======== Extract to read ========

August 31st, 2021
Half-full airlifts took off from Hamid Karzai International Airport on Thursday against a backdrop of rising smoke. Explosions outside Abbey Gate killed dozens: Afghans, U.S. citizens, civilians, and military personnel are among the dead and injured.
Half a country was standing at the gates with targets on their backs. My fear is that the recklessness and incompetence of the U.S.-led evacuation is exposing the airport in Kabul to massacre.
A field grade officer in the U.S. Armed Forces reached out with news validating these nightmares.
“I don’t [think] anyone outside the airport truly realizes what a shit show it is. There are still many US Citizens, green card holders, and their families stuck outside the gates and 1000s of brave, deserving, and threatened Afghans.”
The desperation in their request surprised me: please, pressure the Biden Administration to stay past the August 31st deadline. They continued, “I’ve been running an Underground Railroad to get Afghans through the gate by having a contact I have there use his soldiers to fight through the crowds and extract them.”
“Pregnant women, American citizens, a nurse who was trampled and her family, a one-year old baby… these are the people I’ve helped cross. It feels like it’s Schindler’s List.”
When my source paused for a breath on the phone, I asked the probability of safely evacuating everyone on the Special Immigrant Visa list before September. They responded, “no chance.”
What the Biden Administration neglects to advertise is that the artificial deadline is forcing military personnel to scramble in order to save their contacts and their families’ lives. Sources on the ground say there is no sense of order and no way of centrally tracking who has been evacuated and who is stuck. It is a free-for-all.
In the aftermath of the Thursday explosions, the Railroad Operator reached back out: “some officer on the ground is making immigration decisions. State, DoD [the Department of Defense], and the President think we are still getting SIVs [Special Immigrant Visas] out. But the soldiers are being told only American citizens (AMCITS), meaning aircraft are leaving with empty seats, including charter flights paid by charities can’t be filled. The mismatched messaging by the administration is giving all of these deserving Afghans misplaced hope and endangering them.”

======== Supplied material ========

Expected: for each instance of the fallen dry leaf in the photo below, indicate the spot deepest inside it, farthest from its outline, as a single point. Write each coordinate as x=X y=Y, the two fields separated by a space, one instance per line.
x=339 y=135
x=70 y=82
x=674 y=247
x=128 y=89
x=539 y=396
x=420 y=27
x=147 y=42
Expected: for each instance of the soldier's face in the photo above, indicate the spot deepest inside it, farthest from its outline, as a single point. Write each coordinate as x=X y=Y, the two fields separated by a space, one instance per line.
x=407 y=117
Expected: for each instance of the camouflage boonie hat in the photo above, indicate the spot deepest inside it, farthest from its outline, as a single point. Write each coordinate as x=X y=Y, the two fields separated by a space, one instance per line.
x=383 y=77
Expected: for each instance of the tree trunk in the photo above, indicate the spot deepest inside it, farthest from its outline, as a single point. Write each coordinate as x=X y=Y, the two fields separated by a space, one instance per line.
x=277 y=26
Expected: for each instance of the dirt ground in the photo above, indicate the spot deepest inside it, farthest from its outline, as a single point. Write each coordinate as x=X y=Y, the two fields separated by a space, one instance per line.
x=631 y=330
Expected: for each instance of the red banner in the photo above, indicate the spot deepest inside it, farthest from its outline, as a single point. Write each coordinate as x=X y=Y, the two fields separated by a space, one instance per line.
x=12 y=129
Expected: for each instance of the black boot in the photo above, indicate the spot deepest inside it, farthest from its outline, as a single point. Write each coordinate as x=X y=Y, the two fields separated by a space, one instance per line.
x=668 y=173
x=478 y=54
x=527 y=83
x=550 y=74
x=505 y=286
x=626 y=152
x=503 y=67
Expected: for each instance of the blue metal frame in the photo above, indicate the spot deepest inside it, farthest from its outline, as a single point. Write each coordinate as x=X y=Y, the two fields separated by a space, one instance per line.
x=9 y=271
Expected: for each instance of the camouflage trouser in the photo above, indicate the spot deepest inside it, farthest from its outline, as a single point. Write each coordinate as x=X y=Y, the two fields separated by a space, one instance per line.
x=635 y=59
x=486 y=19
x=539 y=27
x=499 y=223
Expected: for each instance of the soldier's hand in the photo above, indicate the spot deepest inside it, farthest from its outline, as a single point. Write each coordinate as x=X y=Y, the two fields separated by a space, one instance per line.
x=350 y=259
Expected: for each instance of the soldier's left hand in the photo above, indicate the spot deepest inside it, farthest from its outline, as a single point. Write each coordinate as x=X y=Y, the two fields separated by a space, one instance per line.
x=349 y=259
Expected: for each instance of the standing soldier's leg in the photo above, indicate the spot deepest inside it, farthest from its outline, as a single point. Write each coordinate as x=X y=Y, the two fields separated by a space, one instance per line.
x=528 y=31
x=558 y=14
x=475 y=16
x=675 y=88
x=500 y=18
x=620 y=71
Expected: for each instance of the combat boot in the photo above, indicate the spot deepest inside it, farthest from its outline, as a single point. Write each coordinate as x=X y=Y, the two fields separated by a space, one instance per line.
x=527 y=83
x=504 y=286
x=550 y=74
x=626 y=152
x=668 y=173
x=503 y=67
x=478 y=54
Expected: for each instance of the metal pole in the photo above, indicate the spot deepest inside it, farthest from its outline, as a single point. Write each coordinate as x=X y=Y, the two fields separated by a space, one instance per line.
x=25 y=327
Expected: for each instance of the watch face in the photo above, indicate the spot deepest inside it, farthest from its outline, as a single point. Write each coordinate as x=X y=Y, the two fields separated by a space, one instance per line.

========

*Task requirements:*
A – Retype the stretch of entries from the line containing "Expected: for each instance of the camouflage boonie" through the line containing "x=631 y=330", character for character.
B – Extend the piece on the Kabul airport evacuation, picking up right after its last sentence.

*Responses to the exercise:*
A –
Expected: for each instance of the camouflage boonie hat in the photo above, indicate the spot deepest inside it, farthest from its outline, as a single point. Write each coordinate as x=X y=Y, the two fields separated by a space, one instance per line.
x=383 y=77
Expected: for each instance of the tree trunk in the photo above, indicate the spot deepest inside it, farthest from its outline, as a single point. Write each coordinate as x=X y=Y, the two fields separated by a space, one instance per line.
x=277 y=26
Expected: for each instance of the dirt ground in the photo above, indicate the spot deepest inside it, farthest from its outline, as a single point. Write each coordinate as x=X y=Y, the two fields separated by a space, one instance per line.
x=631 y=330

B –
Did the Afghans who died outside the gates of the Kabul Airport die from false promises? Instead of an orderly process operated out of an Air Base like Bagram, asylum seekers at the gates were sitting ducks. There was no communication, so everyone assembled at the airport.
“I don’t think there is a functioning system to account for who is still left and give them instructions. People are operating off their cell phones and it’s very informal,” texted the Underground operator before sharing the Whatsapp number for their friend, Fawad.
Fawad, an Afghan Air Force pilot and interpreter for the United States Armed Forces, was the first person to confirm that he escaped the Kabul airport and landed in the U.A.E. on Wednesday. If only AMCITS were evacuated, Fawad would not qualify.
He wrote clearly, “there is a moral obligation for the United States to uphold the wishes of the soldiers who served beside these brave Afghans and give these men the opportunity to begin new lives in America for their dedicated support during Operation Enduring Freedom.”
Over 300,000 Afghan civilians worked alongside the U.S. Mission in Afghanistan over the last two decades, but until the recent landing of 2,000 already-processed asylum seekers, the U.S. has only settled only a handful of Afghans with Special Immigrant Visas since allotting them in 2014. Now, everyone associated with the United States is at risk of violent death at the hands of the Taliban. This process needed to happen years ago.
Reuters estimates that 114,000 people have been airlifted out of the Kabul airport since August 14th; of those, the United States has evacuated 5,400 U.S. citizens. An overwhelming majority of refugees are being received by other countries.
I'd say do the math, but the New York Times already did. 250,000 Afghans who worked for the U.S. are stuck in a country overrun by people who consider them traitors.
So why the rushed timing?
It is absurd to suggest optics outweigh strategy in a decision like “when to withdraw from a twenty-year war,” but… is it?
At a Tuesday press conference, President Biden reinforced that the United States is on track to complete evacuations before “the 31st of August,” and that, “the sooner we can finish the better.” The President concluded that, “each day of operations brings added risk to our troops.”
Each day also brings us closer to 9/11. Twenty years since September 11th, 2001.
Abra Kadabra, no more boots on the ground.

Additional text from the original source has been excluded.